AIM OF THE EXERCISE:
Repeat the data exactly, please.

Collected data:
'''
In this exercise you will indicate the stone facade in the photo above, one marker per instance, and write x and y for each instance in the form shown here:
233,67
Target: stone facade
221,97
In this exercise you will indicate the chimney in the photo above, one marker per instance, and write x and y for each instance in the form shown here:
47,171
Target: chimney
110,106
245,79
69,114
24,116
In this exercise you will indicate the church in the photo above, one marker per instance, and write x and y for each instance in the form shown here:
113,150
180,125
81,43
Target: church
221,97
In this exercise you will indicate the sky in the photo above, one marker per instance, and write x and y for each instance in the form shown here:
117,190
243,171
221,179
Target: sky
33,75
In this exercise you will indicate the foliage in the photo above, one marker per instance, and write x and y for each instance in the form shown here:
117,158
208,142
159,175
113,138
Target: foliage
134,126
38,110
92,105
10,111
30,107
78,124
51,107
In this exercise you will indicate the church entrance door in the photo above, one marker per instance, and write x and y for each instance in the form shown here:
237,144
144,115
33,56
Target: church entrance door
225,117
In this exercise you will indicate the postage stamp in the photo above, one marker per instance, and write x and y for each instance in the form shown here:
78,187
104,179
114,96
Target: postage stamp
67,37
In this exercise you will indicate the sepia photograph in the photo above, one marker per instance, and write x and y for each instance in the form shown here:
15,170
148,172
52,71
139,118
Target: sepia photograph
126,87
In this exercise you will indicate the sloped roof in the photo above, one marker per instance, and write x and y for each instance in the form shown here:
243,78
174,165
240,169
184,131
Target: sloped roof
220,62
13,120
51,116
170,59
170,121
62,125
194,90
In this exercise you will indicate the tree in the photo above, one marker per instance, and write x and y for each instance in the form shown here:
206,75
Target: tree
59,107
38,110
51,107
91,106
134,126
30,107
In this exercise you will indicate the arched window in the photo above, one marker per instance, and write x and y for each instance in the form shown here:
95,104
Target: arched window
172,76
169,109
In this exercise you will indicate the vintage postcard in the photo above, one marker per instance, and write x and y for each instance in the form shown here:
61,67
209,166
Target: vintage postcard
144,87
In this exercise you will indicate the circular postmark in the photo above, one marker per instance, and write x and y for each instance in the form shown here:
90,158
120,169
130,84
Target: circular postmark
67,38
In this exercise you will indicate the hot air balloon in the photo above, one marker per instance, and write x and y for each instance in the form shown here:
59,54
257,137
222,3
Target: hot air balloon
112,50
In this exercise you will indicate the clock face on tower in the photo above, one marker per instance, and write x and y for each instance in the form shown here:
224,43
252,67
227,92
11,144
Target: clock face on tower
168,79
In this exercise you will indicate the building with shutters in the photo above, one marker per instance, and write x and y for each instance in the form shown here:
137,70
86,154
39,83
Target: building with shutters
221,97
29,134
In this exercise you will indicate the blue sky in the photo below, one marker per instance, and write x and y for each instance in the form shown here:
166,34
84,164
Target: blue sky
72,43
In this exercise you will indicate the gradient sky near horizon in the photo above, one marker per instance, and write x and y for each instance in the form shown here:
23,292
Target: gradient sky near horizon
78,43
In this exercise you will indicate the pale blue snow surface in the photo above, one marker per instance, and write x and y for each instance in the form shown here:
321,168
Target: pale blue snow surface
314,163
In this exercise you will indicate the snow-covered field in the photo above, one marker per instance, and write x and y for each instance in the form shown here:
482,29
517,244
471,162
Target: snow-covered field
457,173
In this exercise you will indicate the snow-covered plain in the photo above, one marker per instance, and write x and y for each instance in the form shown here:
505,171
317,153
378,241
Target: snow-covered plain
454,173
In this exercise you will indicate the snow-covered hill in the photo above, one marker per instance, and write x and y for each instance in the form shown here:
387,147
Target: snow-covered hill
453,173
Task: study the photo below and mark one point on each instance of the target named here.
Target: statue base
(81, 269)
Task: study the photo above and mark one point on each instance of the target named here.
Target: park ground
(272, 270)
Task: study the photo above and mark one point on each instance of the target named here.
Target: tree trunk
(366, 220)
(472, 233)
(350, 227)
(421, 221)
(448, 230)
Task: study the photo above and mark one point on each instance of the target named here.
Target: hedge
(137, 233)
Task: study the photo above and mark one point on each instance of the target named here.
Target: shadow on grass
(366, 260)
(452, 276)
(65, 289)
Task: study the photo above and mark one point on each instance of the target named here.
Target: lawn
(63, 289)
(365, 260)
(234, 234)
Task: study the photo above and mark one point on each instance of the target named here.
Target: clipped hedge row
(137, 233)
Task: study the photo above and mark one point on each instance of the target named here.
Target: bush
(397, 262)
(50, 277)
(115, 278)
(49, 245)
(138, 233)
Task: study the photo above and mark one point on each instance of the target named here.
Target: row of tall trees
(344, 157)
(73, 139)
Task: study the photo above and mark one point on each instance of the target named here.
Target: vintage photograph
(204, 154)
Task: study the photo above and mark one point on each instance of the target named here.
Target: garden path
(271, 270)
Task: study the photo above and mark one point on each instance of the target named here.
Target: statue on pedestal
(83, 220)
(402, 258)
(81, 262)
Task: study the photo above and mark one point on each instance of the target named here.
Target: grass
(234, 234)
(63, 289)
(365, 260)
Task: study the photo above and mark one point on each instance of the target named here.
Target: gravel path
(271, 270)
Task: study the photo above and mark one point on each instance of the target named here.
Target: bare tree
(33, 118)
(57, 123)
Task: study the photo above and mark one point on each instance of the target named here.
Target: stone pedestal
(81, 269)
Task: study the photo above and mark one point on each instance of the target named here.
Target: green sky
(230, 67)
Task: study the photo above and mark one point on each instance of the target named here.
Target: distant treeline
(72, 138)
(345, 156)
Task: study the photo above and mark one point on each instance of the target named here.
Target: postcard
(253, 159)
'''
EXERCISE SOLUTION:
In this exercise you will indicate the stone facade in the photo above, one marker per instance, and write x and y for each instance in the form shown here:
233,67
Target: stone facade
221,97
In this exercise you will indicate the chimney in the photo above, one marker per instance, and write x and y for each instance in the form shown here:
47,171
Target: chimney
110,106
245,79
69,114
24,116
In this exercise you will indicate the church in the photo above, one marker per instance, and write x and y for each instance in the form shown here:
113,150
180,125
81,43
Target: church
221,97
In this exercise you will indicate the sky in the photo above, one marker per instance, and write x and y for each instance in the form shown here:
117,190
243,171
221,179
Target: sky
33,75
In this exercise you will indicate the foliage in the photo above, one marker per instance, and write x and y for each instance in the form shown here:
117,158
208,142
159,175
113,138
Target: foliage
134,126
38,110
92,105
10,111
30,107
78,124
51,107
In this exercise you will indicate the church entrance door in the photo above, one marker per instance, and write x and y for each instance in the form shown here:
237,144
144,115
33,56
Target: church entrance door
225,117
In this exercise you will indicate the postage stamp in the photo above, one marker per instance, and write x and y for each instance in the form shown here:
78,187
104,179
114,96
Target: postage stamp
67,37
In this exercise you will indicate the sepia photograph in the photo above, one marker per instance, and write x and y for each instance in the form shown here:
15,170
148,172
52,71
139,118
Target: sepia photograph
126,87
In this exercise you will indicate the sloped roof in the photo above, one marker per instance, and write x and y for each instance in the form shown here:
243,78
174,165
240,169
184,131
Target: sloped roof
220,62
13,120
51,116
170,59
170,121
62,125
194,90
In this exercise you will indicate the tree in the photo above, one marker per instance, and write x and y for each instance in the form shown here:
206,75
Target: tree
59,107
38,110
51,107
91,106
134,126
30,107
In this exercise you will indicate the arched window in the photo above, one marker per instance, and write x and y for each instance in the form shown here:
95,104
Target: arched window
172,76
169,109
In this exercise you will indicate the vintage postcard in the photo above, one marker per instance, and write x and y for each instance in the form shown here:
61,67
209,166
Target: vintage postcard
144,87
In this exercise you will indicate the circular postmark in the photo above, one marker per instance, and write x and y for each instance in the form shown here:
90,158
120,169
130,84
Target: circular postmark
67,38
In this exercise you will indicate the hot air balloon in the photo above, one marker per instance, and write x and y for each instance in the form shown here:
59,54
257,137
222,3
Target: hot air balloon
112,50
In this exercise you will indicate the clock face on tower in the photo above, one marker per instance, and write x and y for each instance in the form shown here:
224,43
252,67
227,92
11,144
Target: clock face on tower
168,79
In this exercise you will indicate the building with shutters in the photo above, one marker per instance, and write x and y for each instance in the form shown here:
137,70
86,154
39,83
Target: building with shutters
221,97
29,134
In this exercise you will indicate the blue sky in the photo below, one marker per instance, and write x and y for each instance in the form shown here:
166,34
84,164
Target: blue sky
72,43
In this exercise you will indicate the gradient sky near horizon in the photo above, one marker per instance, and write x and y for each instance in the form shown here:
23,292
Target: gradient sky near horizon
78,43
In this exercise you will indicate the pale blue snow surface in the photo above, one marker per instance, and write x and y for each instance in the form shown here:
321,168
Target: pale blue snow surface
314,163
In this exercise you will indicate the snow-covered field in the photo above, one marker per instance, and write x and y for each instance in the form shown here:
482,29
517,244
471,162
Target: snow-covered field
457,173
In this exercise you will indicate the snow-covered plain in the photo above, one marker per instance, and write x and y for each instance in the form shown here:
505,171
317,153
378,241
Target: snow-covered plain
454,173
In this exercise you will indicate the snow-covered hill in the photo above, one marker per instance, and write x and y for each instance in the form shown here:
387,147
Target: snow-covered hill
453,173
Task: study the photo below and mark one point on each instance of the target named here.
Target: statue base
(81, 269)
Task: study the photo above and mark one point on each instance of the target named here.
Target: park ground
(272, 270)
Task: study the photo above and mark one point on each instance of the target named here.
Target: tree trunk
(366, 220)
(472, 233)
(350, 227)
(421, 221)
(448, 230)
Task: study the photo above and mark one point on each instance of the target named here.
Target: hedge
(137, 233)
Task: study the photo above and mark one point on each instance of the target named here.
Target: shadow on grass
(366, 260)
(452, 276)
(65, 289)
Task: study the photo above and mark one point on each instance of the target named here.
Target: lawn
(63, 289)
(365, 260)
(234, 234)
Task: study the photo above and mark one point on each instance of the target named here.
Target: clipped hedge row
(137, 233)
Task: study the photo above and mark one point on each instance of the target named here.
Target: bush
(397, 262)
(50, 277)
(115, 278)
(49, 245)
(138, 233)
Task: study the photo above and mark one point on each instance of the target named here.
Target: row of tall trees
(344, 157)
(73, 139)
Task: study the photo above and mark one point on each instance of the target named here.
Target: vintage photograph
(204, 154)
Task: study the photo above and mark one point on each instance of the target named here.
Target: garden path
(271, 270)
Task: study the photo above and mark one point on each instance of the target named here.
Target: statue on pedestal
(83, 220)
(402, 258)
(81, 262)
Task: study the photo above and mark one point on each instance of the target named here.
Target: grass
(234, 234)
(63, 289)
(365, 260)
Task: study the photo above and mark one point on each instance of the target named here.
Target: gravel path
(271, 270)
Task: study the photo above and mark one point on each instance of the target named here.
Target: bare tree
(33, 118)
(57, 123)
Task: study the photo above and mark one point on each instance of the target named here.
Target: stone pedestal
(81, 269)
Task: study the photo above and mark one point on each instance of the target named here.
Target: green sky
(230, 67)
Task: study the photo above and mark one point on each instance of the target named here.
Target: distant treeline
(72, 138)
(345, 156)
Task: study the photo above and mark one point on each instance of the target named here.
Target: postcard
(253, 159)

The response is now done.